_PROBLEM_
Images within the entries are to be omitted; the remainder must be reproduced exactly.

_RECORDS SUPPLIED_
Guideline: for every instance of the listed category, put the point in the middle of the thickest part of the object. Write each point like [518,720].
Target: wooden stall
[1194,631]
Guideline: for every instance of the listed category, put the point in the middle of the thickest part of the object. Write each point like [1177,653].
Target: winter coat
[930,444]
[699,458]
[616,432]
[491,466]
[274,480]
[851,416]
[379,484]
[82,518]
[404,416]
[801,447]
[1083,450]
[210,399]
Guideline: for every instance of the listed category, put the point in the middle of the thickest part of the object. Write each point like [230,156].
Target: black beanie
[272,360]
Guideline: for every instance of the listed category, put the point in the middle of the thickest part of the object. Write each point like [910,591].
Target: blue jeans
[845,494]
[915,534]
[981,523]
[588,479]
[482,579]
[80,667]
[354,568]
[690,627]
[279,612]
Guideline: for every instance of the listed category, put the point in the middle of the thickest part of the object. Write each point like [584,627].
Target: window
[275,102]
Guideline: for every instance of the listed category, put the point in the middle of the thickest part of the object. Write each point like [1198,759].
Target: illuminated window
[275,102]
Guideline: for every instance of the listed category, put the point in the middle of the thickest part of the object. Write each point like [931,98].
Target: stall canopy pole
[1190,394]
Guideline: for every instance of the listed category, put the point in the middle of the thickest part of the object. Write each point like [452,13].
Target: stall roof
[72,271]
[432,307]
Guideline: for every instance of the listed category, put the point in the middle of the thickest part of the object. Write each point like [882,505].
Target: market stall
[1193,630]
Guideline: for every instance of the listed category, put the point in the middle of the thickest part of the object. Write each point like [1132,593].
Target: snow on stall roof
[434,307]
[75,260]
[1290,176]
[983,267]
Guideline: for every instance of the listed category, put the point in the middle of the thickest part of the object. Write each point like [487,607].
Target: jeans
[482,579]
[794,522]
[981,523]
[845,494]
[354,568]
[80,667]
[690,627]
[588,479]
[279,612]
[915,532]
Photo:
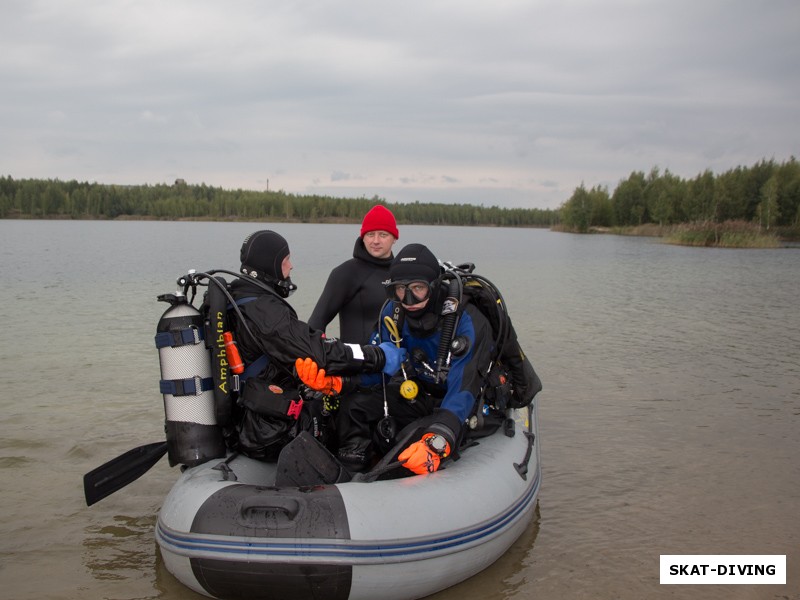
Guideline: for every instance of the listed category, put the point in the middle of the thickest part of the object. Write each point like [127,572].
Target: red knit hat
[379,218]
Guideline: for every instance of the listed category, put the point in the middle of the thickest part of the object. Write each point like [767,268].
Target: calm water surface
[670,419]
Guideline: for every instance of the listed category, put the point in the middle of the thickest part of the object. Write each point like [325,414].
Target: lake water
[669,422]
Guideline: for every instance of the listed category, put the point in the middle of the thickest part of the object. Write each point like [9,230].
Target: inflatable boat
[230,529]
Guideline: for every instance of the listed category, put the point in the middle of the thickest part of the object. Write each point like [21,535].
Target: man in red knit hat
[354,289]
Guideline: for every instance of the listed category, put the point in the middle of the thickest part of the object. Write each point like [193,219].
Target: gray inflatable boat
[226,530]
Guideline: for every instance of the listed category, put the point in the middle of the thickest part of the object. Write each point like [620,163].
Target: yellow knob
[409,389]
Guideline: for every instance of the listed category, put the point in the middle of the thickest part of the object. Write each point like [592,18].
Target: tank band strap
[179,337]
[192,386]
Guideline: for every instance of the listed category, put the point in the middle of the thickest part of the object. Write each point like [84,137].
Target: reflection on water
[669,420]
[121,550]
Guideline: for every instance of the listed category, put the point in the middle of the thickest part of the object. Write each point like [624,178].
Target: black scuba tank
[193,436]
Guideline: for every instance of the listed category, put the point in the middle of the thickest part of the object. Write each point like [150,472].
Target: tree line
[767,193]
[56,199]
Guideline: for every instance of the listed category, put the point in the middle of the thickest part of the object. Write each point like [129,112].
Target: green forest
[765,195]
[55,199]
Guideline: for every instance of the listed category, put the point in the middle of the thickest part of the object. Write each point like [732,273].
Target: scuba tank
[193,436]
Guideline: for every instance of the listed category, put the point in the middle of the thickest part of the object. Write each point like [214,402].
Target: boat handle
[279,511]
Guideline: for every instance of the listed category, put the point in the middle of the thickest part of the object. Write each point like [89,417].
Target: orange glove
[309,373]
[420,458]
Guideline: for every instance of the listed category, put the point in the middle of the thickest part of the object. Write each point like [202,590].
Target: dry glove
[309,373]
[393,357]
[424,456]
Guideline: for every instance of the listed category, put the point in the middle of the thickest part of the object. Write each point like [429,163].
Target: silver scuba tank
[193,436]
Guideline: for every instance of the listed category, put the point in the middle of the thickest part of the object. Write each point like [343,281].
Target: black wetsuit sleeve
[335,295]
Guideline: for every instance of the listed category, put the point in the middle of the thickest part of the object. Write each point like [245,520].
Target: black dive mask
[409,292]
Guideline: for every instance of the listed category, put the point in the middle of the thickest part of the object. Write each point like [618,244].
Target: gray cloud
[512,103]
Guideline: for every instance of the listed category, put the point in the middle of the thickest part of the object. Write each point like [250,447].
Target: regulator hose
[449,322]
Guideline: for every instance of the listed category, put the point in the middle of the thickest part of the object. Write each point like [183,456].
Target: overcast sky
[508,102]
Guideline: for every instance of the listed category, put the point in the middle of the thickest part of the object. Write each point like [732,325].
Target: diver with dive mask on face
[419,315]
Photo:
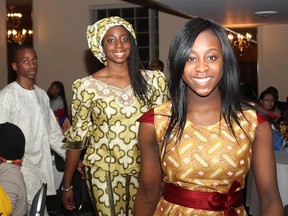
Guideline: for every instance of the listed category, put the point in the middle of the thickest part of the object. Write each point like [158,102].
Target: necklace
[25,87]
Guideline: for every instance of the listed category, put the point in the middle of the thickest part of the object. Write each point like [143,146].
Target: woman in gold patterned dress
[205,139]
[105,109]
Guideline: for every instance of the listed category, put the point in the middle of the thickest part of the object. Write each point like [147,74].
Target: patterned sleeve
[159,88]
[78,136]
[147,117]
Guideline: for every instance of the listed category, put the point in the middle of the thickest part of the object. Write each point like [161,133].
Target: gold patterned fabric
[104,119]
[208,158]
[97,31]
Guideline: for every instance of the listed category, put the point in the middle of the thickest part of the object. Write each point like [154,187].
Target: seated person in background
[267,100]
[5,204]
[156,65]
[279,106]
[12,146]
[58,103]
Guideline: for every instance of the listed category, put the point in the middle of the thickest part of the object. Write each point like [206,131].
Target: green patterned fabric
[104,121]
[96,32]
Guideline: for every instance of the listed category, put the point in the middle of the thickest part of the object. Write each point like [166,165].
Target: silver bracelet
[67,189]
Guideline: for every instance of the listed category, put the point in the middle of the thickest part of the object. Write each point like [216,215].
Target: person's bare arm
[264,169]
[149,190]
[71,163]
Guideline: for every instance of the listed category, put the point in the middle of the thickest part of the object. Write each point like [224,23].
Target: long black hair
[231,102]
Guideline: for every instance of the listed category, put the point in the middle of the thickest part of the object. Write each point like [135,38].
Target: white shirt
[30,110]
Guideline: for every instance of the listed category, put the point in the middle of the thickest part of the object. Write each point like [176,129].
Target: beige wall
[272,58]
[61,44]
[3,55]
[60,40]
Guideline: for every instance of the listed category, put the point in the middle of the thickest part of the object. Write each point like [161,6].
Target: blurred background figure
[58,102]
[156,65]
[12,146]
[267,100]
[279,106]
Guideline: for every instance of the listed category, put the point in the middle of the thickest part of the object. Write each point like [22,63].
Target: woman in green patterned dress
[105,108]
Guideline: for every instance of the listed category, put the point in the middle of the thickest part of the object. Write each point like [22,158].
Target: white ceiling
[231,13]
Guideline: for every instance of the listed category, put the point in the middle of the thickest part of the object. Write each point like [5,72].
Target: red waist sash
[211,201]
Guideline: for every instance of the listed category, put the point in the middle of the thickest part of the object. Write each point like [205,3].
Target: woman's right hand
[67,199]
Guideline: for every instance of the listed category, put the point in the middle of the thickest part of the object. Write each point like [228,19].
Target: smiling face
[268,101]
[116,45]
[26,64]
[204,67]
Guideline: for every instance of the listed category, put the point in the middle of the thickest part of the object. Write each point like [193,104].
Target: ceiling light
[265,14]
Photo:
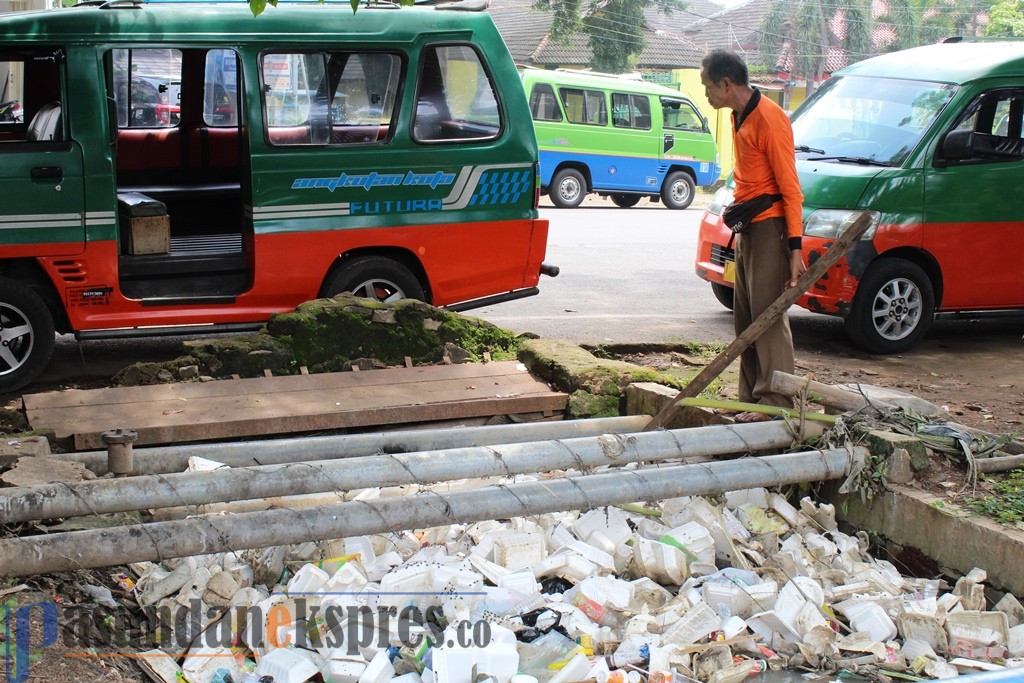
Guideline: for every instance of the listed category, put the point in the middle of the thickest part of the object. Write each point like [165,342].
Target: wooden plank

_SOLUTION FOR THIS PROBLEM_
Guideline: for every instance of the listed category, put the point in the middle of the thickest part of the object. Write each point like [518,720].
Target: wooden stall
[1194,631]
Guideline: for every instance of the listed category, put the point in the middle of the thickest part of the object. Write each point like [1177,653].
Target: winter coat
[930,444]
[699,458]
[616,432]
[491,466]
[274,480]
[851,416]
[379,484]
[82,518]
[404,416]
[801,447]
[1083,450]
[210,399]
Guideline: for every instance of the listed category, put the point in the middle of the thickest part of the object. Write each point like [230,156].
Target: black beanie
[272,360]
Guideline: for every instance of the listed category, put the point in the middle of the thickest part of the object. Write each point like [910,591].
Target: blue jeans
[845,494]
[915,534]
[981,523]
[588,479]
[482,579]
[80,667]
[354,568]
[690,627]
[279,612]
Guideline: for every instance of the listed category, put the point in the middle of the thickest part of the object. Write each point like [584,627].
Target: window
[275,102]
Guideline: for every instance of the listed category, put the point in the middle of the thickest part of the object. Write each point like [1198,759].
Target: illuminated window
[275,102]
Guideline: for every instance of the listed category, put the point in the middle of the thickest part of the object. Write each point like [931,98].
Target: stall canopy pole
[1190,394]
Guideline: for every instance of the listed category, put the point in the middle of the thickest part of the object. Write each point like [452,13].
Target: stall roof
[72,271]
[432,307]
Guideline: for every instance of the listed category, put the point in the middle of the thickest part of the object. Write each point like [882,505].
Target: market stall
[1193,630]
Guideline: for every instance of the listed category, put the point in the middle of the thickest part of the object. Write each point like [1132,593].
Target: snow on stall roof
[434,307]
[75,260]
[1290,176]
[983,267]
Guideline: for every instance of the listed category, put the point in the middle of the thickest part of the object. Write each point like [487,607].
Target: jeans
[482,579]
[794,522]
[981,523]
[845,494]
[354,568]
[80,667]
[690,627]
[588,479]
[279,612]
[915,532]
Photo:
Guideline: for every instance of the listed category, put the point in the middle of the thickest part of the object. Write each point like [127,572].
Target: red knit hat
[379,218]
Guideline: for every instance of the listed category, put the point in the middle of the thickest part of the object. Write each point like [767,268].
Target: calm water surface
[670,419]
Guideline: for every instance of the listed category, put the point in the middle of the thickest part of the object. Write each point like [325,414].
Target: lake water
[669,422]
Guideline: for every instance of the listed category, put the point in the middle of the thickest part of the object. Write each point like [9,230].
Target: inflatable boat
[230,529]
Guideline: for every instance of the listed category, put the point in the middle of the thickest part of the object. Write each point like [21,535].
Target: man in red knit hat
[354,289]
Guideline: for every instance of the listed category, put the point in the middle of the thickest part of the object. Write each point like [193,219].
Target: gray inflatable boat
[226,530]
Guideline: for every instance of the listed category, put the point in the middle of the thickest part of the object. Write each point like [620,163].
Target: yellow knob
[409,389]
Guideline: for every instance of the listed category, put the point in the middle of the thickest part of the object. Write each point like [592,18].
Target: tank band strap
[179,337]
[192,386]
Guideline: for every instance of the listed category, put the point in the middle of the thickest part of the object. Write each point like [84,137].
Target: reflection on water
[669,420]
[121,550]
Guideline: for every instance of the listed category, put the point in the middle of the thickest part of the object. Write each point like [624,178].
Target: black scuba tank
[193,436]
Guideline: for every instance of the listed category, put the point in the middle of the thickest part of the object. Write each point like [150,472].
Target: tree line
[767,193]
[56,199]
Guideline: for every instance of the listed category, put the point in the middle of the thickest part of the object. Write each point like [129,112].
Target: green forest
[765,195]
[55,199]
Guideline: for every instance of the listed category, put the point in the middle of the thickest part of the object. Write each point like [732,273].
Target: scuba tank
[193,436]
Guideline: for every instance of the listed category, put the point in the middle of the thickest part of the object. Write each point like [214,402].
Target: boat handle
[279,511]
Guideline: for every instance of the listed category, put the point in the middle of the thickest part of the object. Write each point like [89,417].
Target: orange glove
[309,373]
[420,458]
Guideline: for every instance of the listed category, put the point in the middle of the thickest part of the object. Write each point like [202,590].
Target: dry glove
[309,373]
[393,357]
[424,456]
Guideline: for every instance of the listed category, put the point in the middle of the thickest part of the object. Write each point like [429,163].
Target: silver scuba tank
[193,436]
Guideline: for every instance of the listed category, put the point in the middle of the thickest part of the object. Write each point like [343,281].
Target: black wetsuit sleeve
[335,295]
Guideline: for every instance of the listed category, put the point in the middle of the thickest part of the object. Write each point like [245,520].
Target: black dive mask
[409,292]
Guideline: for every instance of the listed category, put the point in the middle of the thickest part of the object. Write each point like [618,244].
Target: gray cloud
[512,103]
Guideline: for every instance of the listed category, put the point in the middle of the thickest part of the object. Write each point like [250,447].
Target: regulator hose
[449,322]
Guideline: for every instance of the listed category, put the point in the middle of the thickest part of the object. Write each point like [183,456].
Target: overcast sky
[508,102]
Guideline: for every instance of the listed category, put the point in the middle of the thickest part of the object. Write each point like [732,325].
Target: diver with dive mask on face
[419,315]
Photo:
Guideline: for every instance of the listed category, put the point in the middle of the thickest part of the object. Write each point like [158,102].
Target: necklace
[25,87]
Guideline: for every instance of the listed category, put the point in the middle of the thickest part of the object. Write each point like [143,146].
Target: woman in gold patterned dress
[205,139]
[105,109]
Guideline: for every instance of the listed category, put the point in the middle of the thickest part of the object. Write each point like [147,74].
Target: patterned sleeve
[159,88]
[78,136]
[147,117]
Guideline: for every instance of the listed category, put the point in the middle of the thickest part of the object. Write each point like [161,133].
Target: gold patterned fabric
[104,119]
[208,158]
[97,31]
Guideline: for every instance of the listed category, put the point in the middle of the thickest part of the object. Write each point like [154,187].
Target: seated person in background
[267,100]
[5,204]
[156,65]
[279,106]
[12,146]
[58,103]
Guideline: for every instance of the listed category, put the point in the middle of the thickest part of the object. Write each point like [206,131].
Target: green patterned fabric
[104,121]
[96,32]
Guideline: for every instance of the listed category, put the point in the middle of the thickest part of the object. Write each point like [166,165].
Target: silver bracelet
[67,189]
Guideline: for every instance of the listed category, put the point in the middle of the thickest part of the object. Write each point like [216,215].
Target: person's bare arm
[264,169]
[149,190]
[71,163]
Guideline: for every instance of the listed category, put the point in the middle of the thickest part of the object. Write each point like [224,23].
Target: long black hair
[231,102]
Guideline: for every instance of the listed category, put the point in the middle of the thickest part of the object. Write each point like [135,38].
Target: white shirt
[30,110]
Guideline: for every instance of the listed category, put the point in the middle of the thickest part of the object. Write each point like [176,129].
Target: beige wall
[272,58]
[61,44]
[3,55]
[60,40]
Guideline: for every instance of the listed category, put the point in the middle of the thickest part of the object. Write each point like [161,6].
Target: blurred background figure
[58,102]
[156,65]
[12,146]
[267,100]
[279,106]
Guideline: for every instance of the listed category, put the point in the middle of the thickest part of the object. Write each point like [22,63].
Target: woman in green patterned dress
[105,108]
Guideline: for every instance of the listed category, put the point in the middle of the thickest part of the object. Write each point like [22,158].
Target: white ceiling
[231,13]
Guideline: for every instance of the listed category, put the point in the middle of the thickest part of the object. Write each point like [5,72].
Target: red waist sash
[211,201]
Guideline: for every instance of the listed category, put the point in the middle of the thickest part of the object. Write each point like [205,3].
Target: woman's right hand
[67,199]
Guideline: for every instance of the listed category, put the point in the middle of the thickest part of the object. Write each point like [228,19].
Target: smiling face
[268,101]
[116,45]
[26,64]
[204,67]
Guideline: for every instance of the listed category, put the point in the middle of the thickest part of the object. Write each point like [193,104].
Target: ceiling light
[265,14]
Photo:
Guideline: for every instance of the listed category, put the point in the middle of the thickest part of the object. Write each point like [165,342].
Target: wooden plank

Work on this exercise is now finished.